● **WRITTEN PROBLEM A**
Rewrite the entries between the lines holding "Presence check: is any lamp shade" and "307;64;371;85", inclusive, replacing "frame" with "image" and leaving everything else unchanged. Return only those lines.

The function dggridR:: dgrectgrid is then used to generate the grid as an object of class sf based on the dggr object and coordinates of the bounding box covering the area of interest in degree longitude/latitude. The following steps are identical to the first hexbin map example. The result is shown in Figure 6.

The main disadvantage of the dggridR approach is that the cell area must be selected among available ones.

3.4. Bubble Map

A bubble map is very similar to a scatter map, except that the sizes of the dots (or another shape) are proportional to a variable (instead or in addition to color).

In the following example, a bubble map is used to illustrate the mean concentration of particulate matter with an aerodynamic diameter smaller than 10 µm (PM10) across the United Kingdom in the period 2016–2019 (source data: [56,57]). Again, the data are read from tabular format (in this case, .csv) and converted to an object of class sf using sf :: st_as_sf [20]. Since the CRS is not specified, the default WGS84 (EPSG 4326) is assumed. To produce a more accurate map, the CRS is changed to the British National Grid (EPSG 27700), a more specific CRS for this region. The CRS of the map is also changed to match the CRS of the data.

For this example, the location data were deliberately converted to a simple feature before merging with the measurement data. When merging an object of class sf with an object of class df using sp :: merge [58], the first must be supplied to the x argument and the second to the y argument.

A single combined legend for multiple aesthetics (size and color) can be obtained by using ggplot2 :: guides and supplying ggplot2 :: guide_legend [25] to arguments of each aesthetic. The labels in the legend for both aesthetics (specified using ggplot2 :: labs [25]) must also be identical. The map obtained is displayed in Figure 7.

3.5. Faceted Map

In a faceted map, data are subsetted into groups and a map is generated for each group. The generated maps are typically displayed in a grid layout. Faceted maps are a common way of representing geospatial data at different points in time or for other categorial variables.

● **DATA SHOWN**
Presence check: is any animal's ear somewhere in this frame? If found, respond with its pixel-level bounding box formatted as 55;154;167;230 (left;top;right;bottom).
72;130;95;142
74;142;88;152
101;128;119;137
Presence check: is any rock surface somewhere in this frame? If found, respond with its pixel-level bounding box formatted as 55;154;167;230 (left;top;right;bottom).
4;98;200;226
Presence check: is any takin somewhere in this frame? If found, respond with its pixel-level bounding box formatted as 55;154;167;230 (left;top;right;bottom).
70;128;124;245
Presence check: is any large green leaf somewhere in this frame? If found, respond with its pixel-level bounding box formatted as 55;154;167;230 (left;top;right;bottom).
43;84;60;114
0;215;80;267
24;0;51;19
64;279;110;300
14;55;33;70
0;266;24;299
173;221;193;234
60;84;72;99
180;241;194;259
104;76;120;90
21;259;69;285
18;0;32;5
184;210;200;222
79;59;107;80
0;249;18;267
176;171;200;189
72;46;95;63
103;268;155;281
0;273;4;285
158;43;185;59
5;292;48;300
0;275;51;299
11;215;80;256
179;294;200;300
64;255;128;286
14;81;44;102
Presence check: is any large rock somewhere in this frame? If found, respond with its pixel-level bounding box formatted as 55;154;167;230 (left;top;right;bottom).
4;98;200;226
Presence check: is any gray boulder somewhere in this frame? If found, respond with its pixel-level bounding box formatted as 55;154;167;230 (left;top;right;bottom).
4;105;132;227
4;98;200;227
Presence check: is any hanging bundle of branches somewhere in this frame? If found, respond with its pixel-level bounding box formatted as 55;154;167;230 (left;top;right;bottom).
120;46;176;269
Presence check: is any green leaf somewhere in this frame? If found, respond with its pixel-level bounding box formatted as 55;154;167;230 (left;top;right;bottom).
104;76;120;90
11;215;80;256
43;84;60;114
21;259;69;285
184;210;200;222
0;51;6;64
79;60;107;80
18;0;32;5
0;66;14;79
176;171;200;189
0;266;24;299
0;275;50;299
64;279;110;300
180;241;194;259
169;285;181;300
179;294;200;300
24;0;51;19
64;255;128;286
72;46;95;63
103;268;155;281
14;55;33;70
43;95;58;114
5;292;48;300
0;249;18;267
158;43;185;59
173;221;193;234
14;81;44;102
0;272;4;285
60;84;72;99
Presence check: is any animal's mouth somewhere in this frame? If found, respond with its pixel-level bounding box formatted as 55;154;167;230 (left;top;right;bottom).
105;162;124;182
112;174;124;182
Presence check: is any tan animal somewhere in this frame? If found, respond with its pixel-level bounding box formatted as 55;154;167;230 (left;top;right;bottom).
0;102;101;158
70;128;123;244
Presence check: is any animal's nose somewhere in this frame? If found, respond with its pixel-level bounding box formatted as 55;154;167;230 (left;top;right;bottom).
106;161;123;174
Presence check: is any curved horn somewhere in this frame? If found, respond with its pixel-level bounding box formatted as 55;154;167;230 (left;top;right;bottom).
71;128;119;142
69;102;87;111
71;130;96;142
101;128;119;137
--
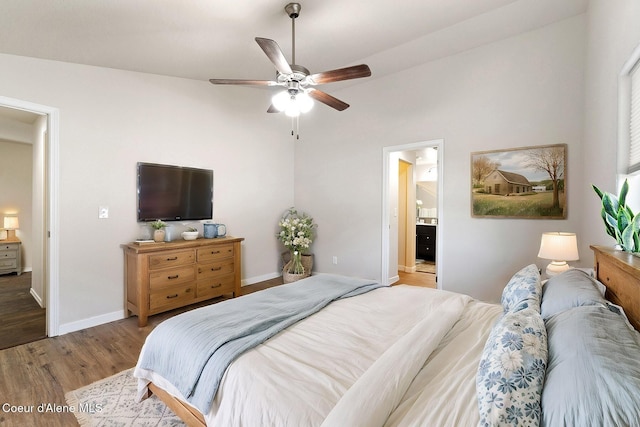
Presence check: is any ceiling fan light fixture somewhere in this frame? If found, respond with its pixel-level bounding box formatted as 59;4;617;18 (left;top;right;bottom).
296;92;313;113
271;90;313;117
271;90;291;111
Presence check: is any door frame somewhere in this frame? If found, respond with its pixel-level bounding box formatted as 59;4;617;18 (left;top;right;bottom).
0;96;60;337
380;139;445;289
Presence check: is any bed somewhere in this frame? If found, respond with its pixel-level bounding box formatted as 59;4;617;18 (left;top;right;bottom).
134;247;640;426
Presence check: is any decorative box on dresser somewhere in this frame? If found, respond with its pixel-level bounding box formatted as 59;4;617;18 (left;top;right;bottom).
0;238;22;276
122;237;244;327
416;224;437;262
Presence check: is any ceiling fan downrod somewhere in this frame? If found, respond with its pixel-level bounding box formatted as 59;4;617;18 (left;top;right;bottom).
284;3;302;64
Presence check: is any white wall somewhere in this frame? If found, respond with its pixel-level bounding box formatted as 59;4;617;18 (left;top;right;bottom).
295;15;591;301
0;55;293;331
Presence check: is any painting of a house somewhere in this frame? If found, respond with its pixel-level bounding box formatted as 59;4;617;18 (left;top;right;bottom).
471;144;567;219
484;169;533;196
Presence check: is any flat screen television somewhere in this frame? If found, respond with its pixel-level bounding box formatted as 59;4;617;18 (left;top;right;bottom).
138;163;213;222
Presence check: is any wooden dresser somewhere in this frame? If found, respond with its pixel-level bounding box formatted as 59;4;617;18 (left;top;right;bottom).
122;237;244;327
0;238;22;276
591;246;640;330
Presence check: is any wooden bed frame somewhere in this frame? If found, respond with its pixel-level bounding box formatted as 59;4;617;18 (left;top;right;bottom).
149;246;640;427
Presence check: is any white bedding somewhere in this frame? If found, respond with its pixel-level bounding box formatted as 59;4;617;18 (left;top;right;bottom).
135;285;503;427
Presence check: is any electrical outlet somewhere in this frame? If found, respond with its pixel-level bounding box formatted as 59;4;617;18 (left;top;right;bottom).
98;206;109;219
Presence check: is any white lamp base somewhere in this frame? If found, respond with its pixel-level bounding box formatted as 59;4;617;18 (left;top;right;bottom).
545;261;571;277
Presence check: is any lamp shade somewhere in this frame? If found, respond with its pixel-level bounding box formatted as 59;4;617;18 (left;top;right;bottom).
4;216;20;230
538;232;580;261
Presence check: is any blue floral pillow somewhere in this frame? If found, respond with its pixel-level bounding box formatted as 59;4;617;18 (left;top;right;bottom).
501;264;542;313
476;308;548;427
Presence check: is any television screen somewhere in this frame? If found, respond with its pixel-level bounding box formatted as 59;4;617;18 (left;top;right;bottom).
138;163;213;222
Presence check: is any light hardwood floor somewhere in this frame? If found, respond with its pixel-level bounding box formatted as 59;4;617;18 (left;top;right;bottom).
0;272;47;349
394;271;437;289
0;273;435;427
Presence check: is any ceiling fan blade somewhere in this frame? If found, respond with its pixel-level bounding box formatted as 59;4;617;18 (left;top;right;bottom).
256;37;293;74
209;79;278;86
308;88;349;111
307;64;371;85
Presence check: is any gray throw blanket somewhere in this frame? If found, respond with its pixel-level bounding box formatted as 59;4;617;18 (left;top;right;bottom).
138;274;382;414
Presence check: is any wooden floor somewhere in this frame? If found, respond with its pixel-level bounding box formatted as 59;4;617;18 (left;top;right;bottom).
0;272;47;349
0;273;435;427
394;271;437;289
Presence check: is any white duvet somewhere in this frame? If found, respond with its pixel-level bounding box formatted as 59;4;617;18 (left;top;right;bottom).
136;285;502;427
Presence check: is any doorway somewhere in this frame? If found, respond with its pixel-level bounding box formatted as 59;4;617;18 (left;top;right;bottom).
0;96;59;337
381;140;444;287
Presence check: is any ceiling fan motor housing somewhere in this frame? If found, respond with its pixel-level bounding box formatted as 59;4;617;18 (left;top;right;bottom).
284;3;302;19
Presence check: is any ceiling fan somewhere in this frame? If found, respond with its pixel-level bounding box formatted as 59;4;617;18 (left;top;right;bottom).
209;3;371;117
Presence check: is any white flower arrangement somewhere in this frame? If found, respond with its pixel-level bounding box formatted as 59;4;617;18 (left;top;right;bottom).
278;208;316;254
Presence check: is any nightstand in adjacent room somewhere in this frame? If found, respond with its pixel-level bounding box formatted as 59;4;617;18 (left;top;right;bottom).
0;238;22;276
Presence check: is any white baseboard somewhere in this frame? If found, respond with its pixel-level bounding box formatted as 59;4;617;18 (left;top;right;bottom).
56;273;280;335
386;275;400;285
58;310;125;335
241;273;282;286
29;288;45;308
* * *
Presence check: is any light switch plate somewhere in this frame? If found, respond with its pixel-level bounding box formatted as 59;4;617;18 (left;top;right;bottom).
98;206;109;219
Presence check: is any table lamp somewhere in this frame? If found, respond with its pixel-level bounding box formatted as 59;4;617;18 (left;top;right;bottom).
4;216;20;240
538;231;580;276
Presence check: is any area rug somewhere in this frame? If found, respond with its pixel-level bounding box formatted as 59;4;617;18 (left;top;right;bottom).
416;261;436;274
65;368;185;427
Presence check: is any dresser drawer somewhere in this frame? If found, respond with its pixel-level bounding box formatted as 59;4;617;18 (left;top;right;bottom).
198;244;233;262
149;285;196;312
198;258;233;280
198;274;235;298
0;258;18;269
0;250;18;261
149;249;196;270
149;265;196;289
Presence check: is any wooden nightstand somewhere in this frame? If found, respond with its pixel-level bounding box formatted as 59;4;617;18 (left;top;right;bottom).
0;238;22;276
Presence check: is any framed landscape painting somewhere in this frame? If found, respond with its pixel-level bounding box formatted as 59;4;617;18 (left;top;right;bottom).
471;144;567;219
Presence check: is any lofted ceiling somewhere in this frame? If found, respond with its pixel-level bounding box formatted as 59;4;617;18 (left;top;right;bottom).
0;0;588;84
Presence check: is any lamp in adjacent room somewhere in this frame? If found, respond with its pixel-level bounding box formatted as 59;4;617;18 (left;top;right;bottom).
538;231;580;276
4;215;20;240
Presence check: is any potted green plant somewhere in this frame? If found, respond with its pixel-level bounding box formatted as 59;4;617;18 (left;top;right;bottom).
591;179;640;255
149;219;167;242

● **WRITTEN PROBLEM B**
From the passage on R map types, reproduce word for word the portion between "The function dggridR:: dgrectgrid" and "addition to color).", inclusive.

● **REPLY A**
Presence check: is any lamp shade somewhere in this image? If found, respond with its pixel-level bounding box formatted as 59;4;617;18 (left;top;right;bottom).
4;216;20;230
538;232;580;261
Presence check: is any blue floral pillow somewhere in this image? If found, respond with its pixel-level bounding box formatted as 59;4;617;18 (left;top;right;bottom).
501;264;542;313
476;308;548;427
Presence check: is any television screen somewhere in this image? If found, respond with its pixel-level bounding box formatted as 59;4;617;18 (left;top;right;bottom).
138;163;213;222
Presence check: is any light hardwood floor somewhere in this image? If found, respond with its pixel-level bounding box formatted as 59;4;617;18 (left;top;right;bottom).
0;272;47;349
394;271;437;289
0;273;435;427
Presence check: is any ceiling fan blade somewhere in this image? If found, respond with its pixel-level bounding box formatted as 59;4;617;18 (left;top;right;bottom).
256;37;293;74
209;79;278;86
308;88;349;111
307;64;371;85

● **REPLY B**
The function dggridR:: dgrectgrid is then used to generate the grid as an object of class sf based on the dggr object and coordinates of the bounding box covering the area of interest in degree longitude/latitude. The following steps are identical to the first hexbin map example. The result is shown in Figure 6.

The main disadvantage of the dggridR approach is that the cell area must be selected among available ones.

3.4. Bubble Map

A bubble map is very similar to a scatter map, except that the sizes of the dots (or another shape) are proportional to a variable (instead or in addition to color).